Entries on finding named things:
--------

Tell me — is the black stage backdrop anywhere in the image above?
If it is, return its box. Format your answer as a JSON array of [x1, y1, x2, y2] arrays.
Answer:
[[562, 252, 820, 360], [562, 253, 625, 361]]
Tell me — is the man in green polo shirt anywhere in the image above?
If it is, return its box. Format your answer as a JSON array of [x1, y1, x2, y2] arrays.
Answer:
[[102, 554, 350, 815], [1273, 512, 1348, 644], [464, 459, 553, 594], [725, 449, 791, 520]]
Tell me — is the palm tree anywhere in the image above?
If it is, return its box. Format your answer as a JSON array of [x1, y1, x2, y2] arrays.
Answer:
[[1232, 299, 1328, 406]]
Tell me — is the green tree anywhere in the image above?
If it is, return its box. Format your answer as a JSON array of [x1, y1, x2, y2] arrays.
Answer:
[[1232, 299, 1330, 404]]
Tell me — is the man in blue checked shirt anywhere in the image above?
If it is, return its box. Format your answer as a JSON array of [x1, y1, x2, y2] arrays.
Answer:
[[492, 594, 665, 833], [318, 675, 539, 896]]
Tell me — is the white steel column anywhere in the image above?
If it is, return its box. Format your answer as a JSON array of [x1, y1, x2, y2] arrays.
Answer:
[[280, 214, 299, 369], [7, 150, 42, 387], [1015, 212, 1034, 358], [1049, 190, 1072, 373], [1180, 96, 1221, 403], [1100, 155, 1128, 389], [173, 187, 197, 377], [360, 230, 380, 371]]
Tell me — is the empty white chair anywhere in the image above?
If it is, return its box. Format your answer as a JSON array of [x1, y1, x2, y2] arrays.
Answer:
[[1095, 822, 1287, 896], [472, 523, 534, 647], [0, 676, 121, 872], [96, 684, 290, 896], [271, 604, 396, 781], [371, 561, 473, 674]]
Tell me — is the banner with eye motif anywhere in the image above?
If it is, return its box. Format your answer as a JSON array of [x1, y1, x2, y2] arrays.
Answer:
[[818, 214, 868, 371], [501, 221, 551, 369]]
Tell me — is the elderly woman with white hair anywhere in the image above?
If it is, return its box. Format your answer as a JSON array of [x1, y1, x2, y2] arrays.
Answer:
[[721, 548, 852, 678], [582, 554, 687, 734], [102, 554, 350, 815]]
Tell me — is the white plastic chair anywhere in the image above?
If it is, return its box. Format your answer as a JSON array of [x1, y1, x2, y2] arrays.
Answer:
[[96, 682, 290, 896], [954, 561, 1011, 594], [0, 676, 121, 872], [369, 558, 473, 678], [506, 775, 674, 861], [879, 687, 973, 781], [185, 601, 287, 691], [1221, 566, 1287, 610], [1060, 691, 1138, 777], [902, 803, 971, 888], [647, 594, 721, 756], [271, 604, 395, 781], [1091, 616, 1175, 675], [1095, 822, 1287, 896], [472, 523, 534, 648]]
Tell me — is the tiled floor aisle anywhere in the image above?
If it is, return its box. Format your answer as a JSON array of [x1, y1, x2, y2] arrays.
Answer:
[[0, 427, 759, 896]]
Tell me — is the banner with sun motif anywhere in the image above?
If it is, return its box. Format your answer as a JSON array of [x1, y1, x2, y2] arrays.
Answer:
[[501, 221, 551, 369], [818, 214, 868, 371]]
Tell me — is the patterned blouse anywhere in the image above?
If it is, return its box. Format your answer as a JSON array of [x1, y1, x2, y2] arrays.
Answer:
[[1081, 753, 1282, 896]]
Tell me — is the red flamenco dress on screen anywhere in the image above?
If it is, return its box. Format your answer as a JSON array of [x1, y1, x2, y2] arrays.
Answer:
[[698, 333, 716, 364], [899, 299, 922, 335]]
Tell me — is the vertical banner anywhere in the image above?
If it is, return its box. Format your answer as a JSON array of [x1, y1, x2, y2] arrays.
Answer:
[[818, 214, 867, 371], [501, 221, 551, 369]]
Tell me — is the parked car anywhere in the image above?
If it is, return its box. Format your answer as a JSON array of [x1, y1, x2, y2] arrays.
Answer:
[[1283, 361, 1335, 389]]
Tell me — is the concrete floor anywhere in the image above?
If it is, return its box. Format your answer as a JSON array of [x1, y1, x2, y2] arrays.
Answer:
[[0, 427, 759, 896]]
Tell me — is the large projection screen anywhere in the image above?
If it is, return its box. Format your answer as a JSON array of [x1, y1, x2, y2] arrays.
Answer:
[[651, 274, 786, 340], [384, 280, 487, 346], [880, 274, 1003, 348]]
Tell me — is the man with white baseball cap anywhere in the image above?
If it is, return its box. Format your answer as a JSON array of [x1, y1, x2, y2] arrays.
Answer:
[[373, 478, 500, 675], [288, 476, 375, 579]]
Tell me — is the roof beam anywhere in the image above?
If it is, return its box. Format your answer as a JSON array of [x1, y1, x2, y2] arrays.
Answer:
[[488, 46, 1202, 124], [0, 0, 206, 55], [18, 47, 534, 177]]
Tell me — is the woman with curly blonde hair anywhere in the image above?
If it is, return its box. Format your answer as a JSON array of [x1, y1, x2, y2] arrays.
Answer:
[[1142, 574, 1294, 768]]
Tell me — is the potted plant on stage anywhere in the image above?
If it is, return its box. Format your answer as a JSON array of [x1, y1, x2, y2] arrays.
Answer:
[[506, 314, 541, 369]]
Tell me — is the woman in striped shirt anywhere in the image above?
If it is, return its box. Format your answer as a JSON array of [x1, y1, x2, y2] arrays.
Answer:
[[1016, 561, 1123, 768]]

--------

:: Work instructions ::
Turn every line of the records above into a numbered list, skipping any blank lines.

:: Exercise response ::
1. Tell me — is the black stage backdrop anywhere in the image above?
2. If it is, return its box. Format your answer as a JSON array of [x1, y1, x2, y2] arrays.
3. Answer:
4. [[562, 252, 820, 360], [562, 253, 625, 361]]
5. Tell me — is the man in green polo shirt anywhere in the image above?
6. If it is, return its box. Format your answer as a JSON array of [x1, y1, x2, y2] arrays.
7. Answer:
8. [[102, 554, 350, 815], [1273, 512, 1348, 644], [464, 459, 553, 594], [725, 449, 791, 520]]
9. Tell me — is the palm tree anywhere in the image above?
10. If it is, return its box. Format your answer as a JSON array of [x1, y1, x2, y2] arrays.
11. Answer:
12. [[1232, 299, 1328, 406]]
13. Tell me — is the green tree anywhere in the image above?
14. If it is, return its box. Format your answer as a JSON array of [x1, y1, x2, y2] arrays.
15. Answer:
16. [[1232, 299, 1330, 404]]
17. Tell me — is the man in blue checked shirt anywhere in the image above?
18. If it is, return its box. Format your answer as a JSON array of [x1, y1, x2, y2] arrays.
19. Answer:
20. [[492, 594, 665, 833], [318, 675, 539, 896]]
21. Tell me — is the white steel column anywhere in the image above?
22. If it is, return its box. Format your answer as a JSON array of [x1, y1, x2, y2] arrays.
23. Answer:
24. [[280, 214, 299, 369], [7, 150, 42, 387], [1015, 212, 1034, 358], [1049, 190, 1072, 373], [1180, 96, 1221, 403], [1100, 155, 1128, 389], [173, 187, 197, 377], [360, 230, 380, 371]]
25. Tell me — is the empty white chair anywhere in the image above?
26. If it is, return its box. Format your answer as a JSON array of [x1, y1, x2, y2] arrays.
27. Answer:
28. [[1095, 822, 1287, 896], [472, 523, 534, 647], [0, 676, 121, 872], [96, 684, 290, 896], [271, 604, 396, 781], [371, 561, 473, 674]]
29. Tell me — is the banner with eye motif anywhere in the image above?
30. If it is, return its box. Format your answer as a JSON array of [x1, y1, x2, y2] arrays.
31. Answer:
32. [[818, 214, 868, 371], [501, 221, 551, 369]]
33. Tell me — is the elderly woman with white hair anywhere in the image above?
34. If it is, return its box. Format your answer as a JSON array of [x1, y1, x2, y2] arrays.
35. Answer:
36. [[721, 548, 852, 678], [582, 554, 687, 734], [102, 554, 350, 815]]
37. Tell me — is the white plastic chair anywhere in the image above?
38. If it is, return its box. Format your answer as a JSON array of [x1, y1, x2, y2] arrays.
39. Answer:
40. [[96, 682, 290, 896], [954, 561, 1011, 594], [0, 676, 121, 872], [369, 558, 473, 678], [506, 775, 674, 861], [879, 687, 973, 781], [185, 601, 287, 691], [1221, 566, 1287, 610], [1060, 691, 1138, 777], [902, 803, 971, 888], [647, 594, 721, 756], [271, 604, 395, 781], [1091, 616, 1175, 675], [1095, 822, 1287, 896], [472, 523, 534, 648]]
41. Tell me — is the tiled floor aisle anywhere in the image above?
42. If it is, return its box. Format your answer as a JSON array of [x1, y1, x2, y2] arrays.
43. Answer:
44. [[0, 427, 759, 896]]
45. Tell me — is the banner with sun motif anywhere in the image above?
46. If it is, return its box. Format your answer as a JSON array of [x1, y1, x2, y2] arrays.
47. Answer:
48. [[501, 221, 551, 369], [818, 214, 868, 371]]
49. Tell me — is the patterned blouse anywhere in the image above?
50. If it is, return its box. Format your answer as a JSON array of [x1, y1, x2, y2] arrays.
51. Answer:
52. [[1081, 753, 1282, 896]]
53. Tell me — is the red flamenco dress on screen anywhere in the image above?
54. If it is, return its box. Format your answer as a JSON array of [x1, y1, x2, y2] arrays.
55. Answer:
56. [[698, 333, 716, 364], [899, 299, 922, 335]]
57. Tell me — is the vertical banner anywhere in the image above?
58. If it is, return its box. Format your answer as a JSON array of [x1, y1, x2, y2] arrays.
59. Answer:
60. [[818, 214, 867, 371], [501, 221, 551, 369]]
61. Tell me — is the parked car anywhere in the image above?
62. If it is, return its box. Format your answer as a JSON array of [x1, y1, x2, y2] arrays.
63. Answer:
64. [[1283, 361, 1335, 389]]
65. Tell me — is the concrete floor anywhere in the image above?
66. If it is, return its box. Format your answer as a JSON array of [x1, y1, x2, y2] arrays.
67. Answer:
68. [[0, 427, 759, 896]]
69. Tell me — is the large projection screen anywhere in the image above?
70. If it is, return its box. Format your answer as a JSON array of [x1, y1, x2, y2] arrays.
71. Answer:
72. [[651, 274, 786, 340], [384, 280, 487, 346], [880, 274, 1003, 348]]
73. Tell me — is the man with white baseball cap anywhere in the image above?
74. If it is, return its box. Format your answer as a JSON array of [x1, y1, x2, y2] arrays.
75. Answer:
76. [[373, 478, 500, 675], [288, 476, 375, 579]]
77. Tell me — is the roof beam anywhere in the image above?
78. If it is, return its box. Format your answer as a JSON array of [x1, y1, x2, y2] arrays.
79. Answer:
80. [[488, 46, 1202, 124], [0, 0, 206, 55], [18, 47, 534, 177]]
81. Tell me — is the woman with curly blonde hair anywhere in the image above?
82. If it is, return its box. Format your answer as a JSON array of [x1, y1, x2, y2] arrays.
83. Answer:
84. [[1142, 574, 1294, 768]]
85. Tell me — is the potted plant on stage anywhere in the image above?
86. If it is, return its box. Format your answer as a JSON array of [x1, y1, x2, y2] arrays.
87. Answer:
88. [[506, 314, 541, 369]]
89. Tell me — is the woman in striped shirt anywhere in the image above?
90. If it is, return its box. Format your answer as a JSON array of [x1, y1, x2, y2] arrays.
91. Answer:
92. [[1016, 561, 1123, 768]]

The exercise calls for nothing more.